WORK INSTRUCTIONS =
Reproduce the entries below word for word, from the line with "Can you see the crumbling" to the line with "pixel 278 232", including both of those lines and nothing outside them.

RECORDS PROVIDED =
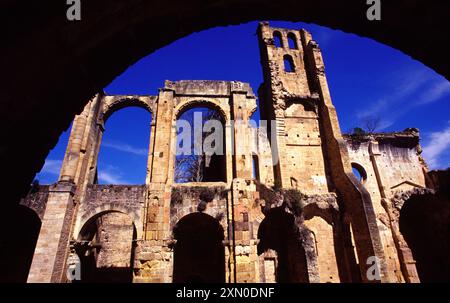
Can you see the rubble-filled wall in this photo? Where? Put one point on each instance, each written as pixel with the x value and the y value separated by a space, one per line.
pixel 388 163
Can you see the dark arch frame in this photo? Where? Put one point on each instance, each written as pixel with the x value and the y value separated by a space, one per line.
pixel 361 170
pixel 76 54
pixel 199 242
pixel 292 38
pixel 289 65
pixel 122 103
pixel 278 39
pixel 86 262
pixel 220 160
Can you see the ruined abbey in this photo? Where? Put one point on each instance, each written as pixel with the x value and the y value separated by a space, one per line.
pixel 281 205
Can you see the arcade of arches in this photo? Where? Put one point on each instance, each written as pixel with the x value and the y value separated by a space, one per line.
pixel 323 221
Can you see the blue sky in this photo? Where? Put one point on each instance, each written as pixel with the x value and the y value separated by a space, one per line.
pixel 366 78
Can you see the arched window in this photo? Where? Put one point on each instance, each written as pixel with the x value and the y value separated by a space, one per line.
pixel 292 41
pixel 124 149
pixel 359 172
pixel 277 39
pixel 200 158
pixel 255 167
pixel 289 66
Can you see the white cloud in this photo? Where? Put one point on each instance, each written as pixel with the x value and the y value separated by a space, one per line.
pixel 111 175
pixel 439 143
pixel 419 88
pixel 402 88
pixel 439 89
pixel 52 167
pixel 126 148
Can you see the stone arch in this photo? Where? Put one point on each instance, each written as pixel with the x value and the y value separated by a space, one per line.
pixel 279 232
pixel 111 104
pixel 424 223
pixel 89 216
pixel 199 254
pixel 361 171
pixel 199 102
pixel 23 225
pixel 219 164
pixel 106 248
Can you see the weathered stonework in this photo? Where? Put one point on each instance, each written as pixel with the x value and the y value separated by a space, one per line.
pixel 296 214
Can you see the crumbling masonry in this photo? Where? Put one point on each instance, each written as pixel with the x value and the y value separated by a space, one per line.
pixel 302 217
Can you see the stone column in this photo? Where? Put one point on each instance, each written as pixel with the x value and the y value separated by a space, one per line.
pixel 356 198
pixel 52 248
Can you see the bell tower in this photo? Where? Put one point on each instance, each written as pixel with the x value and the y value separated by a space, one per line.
pixel 288 97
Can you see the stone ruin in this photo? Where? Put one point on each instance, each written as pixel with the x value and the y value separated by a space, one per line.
pixel 304 218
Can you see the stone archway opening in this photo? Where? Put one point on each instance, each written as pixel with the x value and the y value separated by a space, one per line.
pixel 200 145
pixel 106 248
pixel 124 144
pixel 18 244
pixel 199 254
pixel 425 225
pixel 278 232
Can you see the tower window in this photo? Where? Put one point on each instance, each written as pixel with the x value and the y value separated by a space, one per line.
pixel 292 41
pixel 289 66
pixel 359 172
pixel 277 39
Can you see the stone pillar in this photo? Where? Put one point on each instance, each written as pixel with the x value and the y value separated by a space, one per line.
pixel 52 248
pixel 356 198
pixel 245 240
pixel 70 164
pixel 242 136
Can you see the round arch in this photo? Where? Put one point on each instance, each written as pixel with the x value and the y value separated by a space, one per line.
pixel 115 104
pixel 182 107
pixel 199 254
pixel 89 217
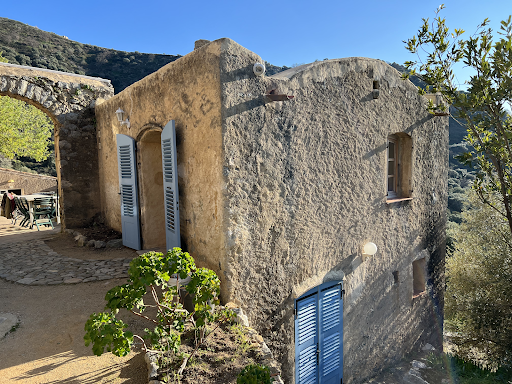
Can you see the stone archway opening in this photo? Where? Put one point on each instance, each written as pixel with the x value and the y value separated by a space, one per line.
pixel 69 100
pixel 151 191
pixel 34 130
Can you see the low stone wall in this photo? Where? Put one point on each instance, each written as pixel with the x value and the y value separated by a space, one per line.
pixel 29 183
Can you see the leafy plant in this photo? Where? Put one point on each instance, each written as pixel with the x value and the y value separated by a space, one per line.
pixel 482 108
pixel 167 279
pixel 478 286
pixel 254 374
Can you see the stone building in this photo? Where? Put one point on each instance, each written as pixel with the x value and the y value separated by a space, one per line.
pixel 284 181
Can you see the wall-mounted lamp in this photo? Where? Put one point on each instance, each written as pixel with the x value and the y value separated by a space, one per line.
pixel 120 118
pixel 369 249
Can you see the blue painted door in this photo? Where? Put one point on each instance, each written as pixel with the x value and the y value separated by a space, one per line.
pixel 319 336
pixel 127 169
pixel 169 164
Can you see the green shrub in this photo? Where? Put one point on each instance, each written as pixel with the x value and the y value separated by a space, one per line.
pixel 161 276
pixel 254 374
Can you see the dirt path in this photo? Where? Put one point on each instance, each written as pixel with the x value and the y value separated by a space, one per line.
pixel 48 346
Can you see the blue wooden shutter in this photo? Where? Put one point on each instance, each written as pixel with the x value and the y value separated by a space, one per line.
pixel 331 335
pixel 169 164
pixel 130 221
pixel 306 340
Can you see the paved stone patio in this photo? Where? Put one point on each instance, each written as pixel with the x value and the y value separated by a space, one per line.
pixel 26 259
pixel 34 263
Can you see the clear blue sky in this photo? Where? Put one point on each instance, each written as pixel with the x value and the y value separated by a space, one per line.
pixel 281 32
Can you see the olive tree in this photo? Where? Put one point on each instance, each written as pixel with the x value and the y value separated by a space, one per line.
pixel 478 300
pixel 482 107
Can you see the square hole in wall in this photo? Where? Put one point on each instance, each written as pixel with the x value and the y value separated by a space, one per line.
pixel 418 277
pixel 396 278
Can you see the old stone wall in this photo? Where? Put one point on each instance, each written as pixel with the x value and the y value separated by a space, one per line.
pixel 29 183
pixel 306 189
pixel 280 196
pixel 187 91
pixel 69 100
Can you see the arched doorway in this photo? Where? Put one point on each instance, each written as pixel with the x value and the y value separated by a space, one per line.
pixel 69 100
pixel 148 185
pixel 151 190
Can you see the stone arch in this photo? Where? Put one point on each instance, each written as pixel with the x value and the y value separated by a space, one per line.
pixel 69 100
pixel 151 191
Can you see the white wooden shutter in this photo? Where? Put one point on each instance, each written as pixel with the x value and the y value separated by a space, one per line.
pixel 130 220
pixel 169 166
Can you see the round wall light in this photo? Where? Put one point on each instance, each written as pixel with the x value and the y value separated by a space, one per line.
pixel 370 249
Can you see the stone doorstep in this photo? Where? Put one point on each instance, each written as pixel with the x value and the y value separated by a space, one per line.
pixel 274 366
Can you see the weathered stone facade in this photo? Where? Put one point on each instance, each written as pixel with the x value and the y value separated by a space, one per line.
pixel 279 197
pixel 69 100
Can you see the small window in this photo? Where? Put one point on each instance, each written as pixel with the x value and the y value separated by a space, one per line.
pixel 399 167
pixel 392 168
pixel 418 277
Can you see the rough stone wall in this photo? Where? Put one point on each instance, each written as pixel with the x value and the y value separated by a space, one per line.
pixel 306 189
pixel 69 100
pixel 29 183
pixel 187 91
pixel 278 197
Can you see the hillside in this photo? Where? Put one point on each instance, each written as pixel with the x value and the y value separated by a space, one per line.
pixel 25 45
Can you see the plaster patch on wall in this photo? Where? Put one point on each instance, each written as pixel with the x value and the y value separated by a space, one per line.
pixel 320 278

RESULT =
Can you see the crumbling masonry in this photo? Where? Put one point on each instance, each written as pixel with the x value and the y value separated by a space, one per line.
pixel 302 217
Can you see the stone column in this photo? Where? Put one point on each instance, each written as pixel with the x value and the y value separated by a space, one per line.
pixel 356 198
pixel 52 248
Can you see the bell tower in this photo? Where? Put one point on each instance, each written as pixel with the x value and the y value separated by a space, one per line.
pixel 288 97
Can you see the stone ruin in this photo? Where? Put one point on each instance, each written as pixel with the x value and the y value separated by a space, one per line.
pixel 304 218
Can you see the stone archway opening in this photo? Where? Put one point on each instance, each written as pixel with the x value and the y value separated by a space, one per line.
pixel 200 145
pixel 106 248
pixel 124 144
pixel 18 244
pixel 199 254
pixel 425 225
pixel 278 232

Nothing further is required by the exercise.